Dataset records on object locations
—————

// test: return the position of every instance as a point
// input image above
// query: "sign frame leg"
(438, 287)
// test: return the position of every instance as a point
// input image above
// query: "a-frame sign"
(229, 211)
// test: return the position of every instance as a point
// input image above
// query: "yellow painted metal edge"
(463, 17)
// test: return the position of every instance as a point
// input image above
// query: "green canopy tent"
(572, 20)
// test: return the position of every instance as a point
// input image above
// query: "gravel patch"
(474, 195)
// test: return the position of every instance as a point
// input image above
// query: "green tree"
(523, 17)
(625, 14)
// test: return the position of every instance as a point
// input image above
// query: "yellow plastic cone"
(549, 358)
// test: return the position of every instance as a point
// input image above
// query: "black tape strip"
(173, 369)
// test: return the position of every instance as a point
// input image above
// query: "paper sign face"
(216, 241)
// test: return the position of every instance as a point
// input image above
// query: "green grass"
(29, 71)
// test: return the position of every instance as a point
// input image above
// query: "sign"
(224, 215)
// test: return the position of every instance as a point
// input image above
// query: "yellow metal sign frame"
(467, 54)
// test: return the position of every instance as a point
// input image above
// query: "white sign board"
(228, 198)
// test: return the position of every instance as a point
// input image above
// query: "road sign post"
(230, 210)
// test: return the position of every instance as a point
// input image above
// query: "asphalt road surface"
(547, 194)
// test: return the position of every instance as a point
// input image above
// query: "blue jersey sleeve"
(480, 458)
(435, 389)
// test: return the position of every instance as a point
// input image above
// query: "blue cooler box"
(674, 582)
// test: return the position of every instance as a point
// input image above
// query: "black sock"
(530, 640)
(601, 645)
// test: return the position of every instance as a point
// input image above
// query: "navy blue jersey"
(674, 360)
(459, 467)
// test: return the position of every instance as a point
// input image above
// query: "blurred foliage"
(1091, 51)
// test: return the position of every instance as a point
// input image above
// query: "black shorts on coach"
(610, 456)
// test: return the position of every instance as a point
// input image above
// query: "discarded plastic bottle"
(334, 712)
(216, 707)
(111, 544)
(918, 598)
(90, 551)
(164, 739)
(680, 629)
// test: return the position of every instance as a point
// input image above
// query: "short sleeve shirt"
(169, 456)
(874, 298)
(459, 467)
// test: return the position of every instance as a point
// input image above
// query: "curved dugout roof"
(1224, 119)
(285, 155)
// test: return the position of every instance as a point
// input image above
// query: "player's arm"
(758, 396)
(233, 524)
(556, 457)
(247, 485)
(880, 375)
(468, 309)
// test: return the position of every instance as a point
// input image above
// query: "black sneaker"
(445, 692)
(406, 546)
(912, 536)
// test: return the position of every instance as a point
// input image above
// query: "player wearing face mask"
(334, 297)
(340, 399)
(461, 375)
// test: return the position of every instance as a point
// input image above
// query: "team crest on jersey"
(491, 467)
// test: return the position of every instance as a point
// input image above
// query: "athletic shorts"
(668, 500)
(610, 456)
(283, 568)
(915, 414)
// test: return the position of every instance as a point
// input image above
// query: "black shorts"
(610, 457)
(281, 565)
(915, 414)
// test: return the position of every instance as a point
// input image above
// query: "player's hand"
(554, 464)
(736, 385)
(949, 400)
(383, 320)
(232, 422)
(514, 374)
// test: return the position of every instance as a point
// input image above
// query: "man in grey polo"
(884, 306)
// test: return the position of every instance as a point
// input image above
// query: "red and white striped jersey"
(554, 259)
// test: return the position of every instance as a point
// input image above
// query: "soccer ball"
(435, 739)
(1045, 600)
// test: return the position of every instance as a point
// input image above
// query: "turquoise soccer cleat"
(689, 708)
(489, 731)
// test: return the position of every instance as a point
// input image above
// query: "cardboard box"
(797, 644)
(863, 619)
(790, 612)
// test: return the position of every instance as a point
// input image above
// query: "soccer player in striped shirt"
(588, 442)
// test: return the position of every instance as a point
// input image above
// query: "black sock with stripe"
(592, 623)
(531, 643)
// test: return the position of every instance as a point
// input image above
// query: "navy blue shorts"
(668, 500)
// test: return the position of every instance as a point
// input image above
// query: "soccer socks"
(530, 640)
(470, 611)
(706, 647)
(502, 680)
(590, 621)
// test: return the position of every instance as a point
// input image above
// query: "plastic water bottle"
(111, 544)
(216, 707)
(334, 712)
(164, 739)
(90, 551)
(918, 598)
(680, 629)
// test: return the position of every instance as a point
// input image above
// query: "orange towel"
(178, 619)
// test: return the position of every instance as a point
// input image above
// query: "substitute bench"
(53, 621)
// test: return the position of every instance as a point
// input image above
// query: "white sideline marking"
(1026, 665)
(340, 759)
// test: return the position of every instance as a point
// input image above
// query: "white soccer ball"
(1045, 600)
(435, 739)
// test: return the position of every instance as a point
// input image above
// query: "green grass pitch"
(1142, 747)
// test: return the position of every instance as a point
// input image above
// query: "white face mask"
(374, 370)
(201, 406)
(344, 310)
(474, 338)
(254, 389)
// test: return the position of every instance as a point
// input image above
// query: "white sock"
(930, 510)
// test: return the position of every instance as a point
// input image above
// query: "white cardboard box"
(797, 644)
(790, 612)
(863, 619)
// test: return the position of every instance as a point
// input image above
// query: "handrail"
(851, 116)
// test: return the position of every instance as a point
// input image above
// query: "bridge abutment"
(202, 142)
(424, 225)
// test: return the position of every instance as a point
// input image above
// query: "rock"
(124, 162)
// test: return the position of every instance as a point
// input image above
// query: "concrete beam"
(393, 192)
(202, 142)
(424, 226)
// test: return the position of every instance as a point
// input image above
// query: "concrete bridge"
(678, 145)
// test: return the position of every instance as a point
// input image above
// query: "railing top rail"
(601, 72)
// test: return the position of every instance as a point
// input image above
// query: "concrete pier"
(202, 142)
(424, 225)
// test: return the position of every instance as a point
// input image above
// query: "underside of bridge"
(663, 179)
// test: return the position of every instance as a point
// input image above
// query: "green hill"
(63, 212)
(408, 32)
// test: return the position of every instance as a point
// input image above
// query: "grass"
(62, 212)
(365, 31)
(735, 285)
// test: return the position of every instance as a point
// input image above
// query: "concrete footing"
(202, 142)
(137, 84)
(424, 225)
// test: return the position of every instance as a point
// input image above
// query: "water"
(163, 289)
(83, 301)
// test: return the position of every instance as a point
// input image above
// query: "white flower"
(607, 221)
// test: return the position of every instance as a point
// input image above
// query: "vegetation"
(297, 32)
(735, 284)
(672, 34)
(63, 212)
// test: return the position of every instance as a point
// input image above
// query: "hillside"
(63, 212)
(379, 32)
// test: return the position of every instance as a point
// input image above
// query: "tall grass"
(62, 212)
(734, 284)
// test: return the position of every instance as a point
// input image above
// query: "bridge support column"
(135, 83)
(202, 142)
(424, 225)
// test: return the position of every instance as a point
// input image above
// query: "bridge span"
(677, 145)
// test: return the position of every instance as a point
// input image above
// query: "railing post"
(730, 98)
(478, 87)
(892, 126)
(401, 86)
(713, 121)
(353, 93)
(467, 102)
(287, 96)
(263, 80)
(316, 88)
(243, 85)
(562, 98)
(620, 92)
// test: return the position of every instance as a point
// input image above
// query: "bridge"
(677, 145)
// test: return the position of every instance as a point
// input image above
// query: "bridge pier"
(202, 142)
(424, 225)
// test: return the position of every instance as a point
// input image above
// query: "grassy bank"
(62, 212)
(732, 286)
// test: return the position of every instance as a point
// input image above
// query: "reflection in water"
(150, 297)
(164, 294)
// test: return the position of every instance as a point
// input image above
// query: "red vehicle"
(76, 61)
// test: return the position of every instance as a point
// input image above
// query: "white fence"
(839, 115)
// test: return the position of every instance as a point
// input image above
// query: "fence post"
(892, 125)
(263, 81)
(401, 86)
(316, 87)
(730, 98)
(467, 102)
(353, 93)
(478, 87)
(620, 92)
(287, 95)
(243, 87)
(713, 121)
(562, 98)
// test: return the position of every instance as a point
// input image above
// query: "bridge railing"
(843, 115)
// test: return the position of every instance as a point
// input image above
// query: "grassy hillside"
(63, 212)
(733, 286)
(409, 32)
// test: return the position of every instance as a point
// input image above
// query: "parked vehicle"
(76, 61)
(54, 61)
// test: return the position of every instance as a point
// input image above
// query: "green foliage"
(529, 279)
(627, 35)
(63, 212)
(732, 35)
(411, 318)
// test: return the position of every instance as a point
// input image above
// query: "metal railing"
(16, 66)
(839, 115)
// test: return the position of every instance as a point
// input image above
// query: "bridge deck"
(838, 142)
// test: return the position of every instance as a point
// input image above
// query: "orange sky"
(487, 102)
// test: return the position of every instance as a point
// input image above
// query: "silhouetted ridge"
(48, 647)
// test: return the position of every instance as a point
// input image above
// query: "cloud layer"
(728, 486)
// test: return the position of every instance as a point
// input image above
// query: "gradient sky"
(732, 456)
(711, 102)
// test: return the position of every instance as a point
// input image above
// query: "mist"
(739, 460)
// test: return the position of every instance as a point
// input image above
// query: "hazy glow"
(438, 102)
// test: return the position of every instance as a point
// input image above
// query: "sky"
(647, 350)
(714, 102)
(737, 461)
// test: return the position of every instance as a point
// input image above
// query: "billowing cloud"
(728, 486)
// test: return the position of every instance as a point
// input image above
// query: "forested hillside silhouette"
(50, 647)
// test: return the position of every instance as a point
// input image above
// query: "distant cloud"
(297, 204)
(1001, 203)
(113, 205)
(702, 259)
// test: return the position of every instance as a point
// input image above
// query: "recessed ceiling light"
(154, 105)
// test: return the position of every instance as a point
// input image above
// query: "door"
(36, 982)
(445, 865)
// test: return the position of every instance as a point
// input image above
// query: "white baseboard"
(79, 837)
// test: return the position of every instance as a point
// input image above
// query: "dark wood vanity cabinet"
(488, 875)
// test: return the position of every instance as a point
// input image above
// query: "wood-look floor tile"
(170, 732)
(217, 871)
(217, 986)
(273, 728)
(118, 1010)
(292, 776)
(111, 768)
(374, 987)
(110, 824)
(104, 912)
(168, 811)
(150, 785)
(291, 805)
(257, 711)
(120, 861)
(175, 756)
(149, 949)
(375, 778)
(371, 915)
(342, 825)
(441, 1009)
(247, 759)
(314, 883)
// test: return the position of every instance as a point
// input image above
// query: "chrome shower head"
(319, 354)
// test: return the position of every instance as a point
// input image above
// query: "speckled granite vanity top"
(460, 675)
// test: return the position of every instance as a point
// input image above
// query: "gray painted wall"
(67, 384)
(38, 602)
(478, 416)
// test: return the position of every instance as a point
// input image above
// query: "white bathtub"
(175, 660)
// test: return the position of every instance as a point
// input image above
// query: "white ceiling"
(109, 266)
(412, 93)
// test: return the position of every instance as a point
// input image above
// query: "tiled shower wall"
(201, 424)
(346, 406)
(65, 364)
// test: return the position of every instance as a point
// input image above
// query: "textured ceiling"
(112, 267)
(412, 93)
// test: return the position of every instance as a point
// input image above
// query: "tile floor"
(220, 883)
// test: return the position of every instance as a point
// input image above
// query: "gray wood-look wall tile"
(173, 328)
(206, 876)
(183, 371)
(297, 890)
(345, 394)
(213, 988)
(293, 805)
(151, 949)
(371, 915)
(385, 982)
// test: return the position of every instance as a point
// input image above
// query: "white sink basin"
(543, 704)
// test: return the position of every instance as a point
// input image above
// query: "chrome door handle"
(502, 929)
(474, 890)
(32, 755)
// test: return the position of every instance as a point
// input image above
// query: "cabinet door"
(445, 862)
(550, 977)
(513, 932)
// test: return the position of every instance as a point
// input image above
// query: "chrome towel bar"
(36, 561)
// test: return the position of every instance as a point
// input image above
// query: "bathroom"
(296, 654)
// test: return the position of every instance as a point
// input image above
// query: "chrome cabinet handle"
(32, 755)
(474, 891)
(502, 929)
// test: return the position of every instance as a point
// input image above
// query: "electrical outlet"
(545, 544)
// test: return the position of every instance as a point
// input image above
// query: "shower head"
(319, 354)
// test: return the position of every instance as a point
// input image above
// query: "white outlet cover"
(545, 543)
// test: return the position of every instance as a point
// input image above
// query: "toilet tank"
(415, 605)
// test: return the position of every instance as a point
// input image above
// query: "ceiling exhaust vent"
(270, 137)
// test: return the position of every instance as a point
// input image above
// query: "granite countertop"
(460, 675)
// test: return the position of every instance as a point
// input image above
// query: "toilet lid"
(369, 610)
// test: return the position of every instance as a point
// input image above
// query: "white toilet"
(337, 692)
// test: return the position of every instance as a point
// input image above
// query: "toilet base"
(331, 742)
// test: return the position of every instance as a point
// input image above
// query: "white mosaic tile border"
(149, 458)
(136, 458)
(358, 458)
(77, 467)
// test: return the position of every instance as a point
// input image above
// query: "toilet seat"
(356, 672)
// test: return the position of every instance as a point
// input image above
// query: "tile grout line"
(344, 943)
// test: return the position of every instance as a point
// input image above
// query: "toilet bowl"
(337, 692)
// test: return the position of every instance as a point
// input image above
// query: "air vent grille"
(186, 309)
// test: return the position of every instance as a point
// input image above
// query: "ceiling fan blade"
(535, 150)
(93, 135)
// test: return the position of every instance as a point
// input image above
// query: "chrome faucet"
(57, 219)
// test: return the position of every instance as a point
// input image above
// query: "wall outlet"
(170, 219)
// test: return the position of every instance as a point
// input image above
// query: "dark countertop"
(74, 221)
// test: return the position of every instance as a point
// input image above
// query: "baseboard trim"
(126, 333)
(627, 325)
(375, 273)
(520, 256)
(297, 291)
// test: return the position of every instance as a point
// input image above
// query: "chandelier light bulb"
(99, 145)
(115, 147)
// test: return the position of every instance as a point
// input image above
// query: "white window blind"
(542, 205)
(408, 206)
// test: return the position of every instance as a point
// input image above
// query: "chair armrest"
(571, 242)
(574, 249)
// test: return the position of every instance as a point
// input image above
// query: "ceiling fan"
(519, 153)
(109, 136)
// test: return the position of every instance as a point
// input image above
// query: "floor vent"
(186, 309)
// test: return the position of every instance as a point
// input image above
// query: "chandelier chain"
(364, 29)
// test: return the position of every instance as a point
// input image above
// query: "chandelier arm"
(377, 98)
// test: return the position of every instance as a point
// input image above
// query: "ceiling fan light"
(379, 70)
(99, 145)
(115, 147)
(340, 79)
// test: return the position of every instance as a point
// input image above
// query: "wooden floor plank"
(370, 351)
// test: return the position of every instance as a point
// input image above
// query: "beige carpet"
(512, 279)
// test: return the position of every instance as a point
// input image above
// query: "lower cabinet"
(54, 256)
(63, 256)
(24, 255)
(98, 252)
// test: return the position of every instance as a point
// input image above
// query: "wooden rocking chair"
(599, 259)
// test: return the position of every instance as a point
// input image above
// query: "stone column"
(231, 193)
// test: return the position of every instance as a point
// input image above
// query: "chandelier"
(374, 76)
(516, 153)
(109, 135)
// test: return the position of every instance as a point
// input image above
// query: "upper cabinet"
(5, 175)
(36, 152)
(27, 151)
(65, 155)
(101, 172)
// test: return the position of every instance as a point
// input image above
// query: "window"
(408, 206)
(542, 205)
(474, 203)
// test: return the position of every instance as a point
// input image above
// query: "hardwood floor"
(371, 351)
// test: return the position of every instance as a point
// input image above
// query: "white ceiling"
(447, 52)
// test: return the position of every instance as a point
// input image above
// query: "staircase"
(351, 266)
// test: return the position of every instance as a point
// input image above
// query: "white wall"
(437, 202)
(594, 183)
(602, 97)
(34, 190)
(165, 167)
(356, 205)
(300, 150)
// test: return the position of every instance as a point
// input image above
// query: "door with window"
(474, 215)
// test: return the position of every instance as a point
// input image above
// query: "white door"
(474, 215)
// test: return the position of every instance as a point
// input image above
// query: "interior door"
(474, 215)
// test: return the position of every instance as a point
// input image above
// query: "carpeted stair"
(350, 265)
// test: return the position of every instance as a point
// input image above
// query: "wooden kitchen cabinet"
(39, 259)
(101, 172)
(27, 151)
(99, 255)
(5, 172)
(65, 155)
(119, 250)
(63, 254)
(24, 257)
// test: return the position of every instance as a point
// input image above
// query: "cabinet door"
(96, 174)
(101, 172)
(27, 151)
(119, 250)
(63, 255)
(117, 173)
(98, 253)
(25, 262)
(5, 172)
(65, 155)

—————

Collect every line of the records that contains the string "vent". Case counts.

OUTPUT FOR THIS EXERCISE
// query: "ceiling exhaust vent"
// query: "air vent grille"
// query: "floor vent"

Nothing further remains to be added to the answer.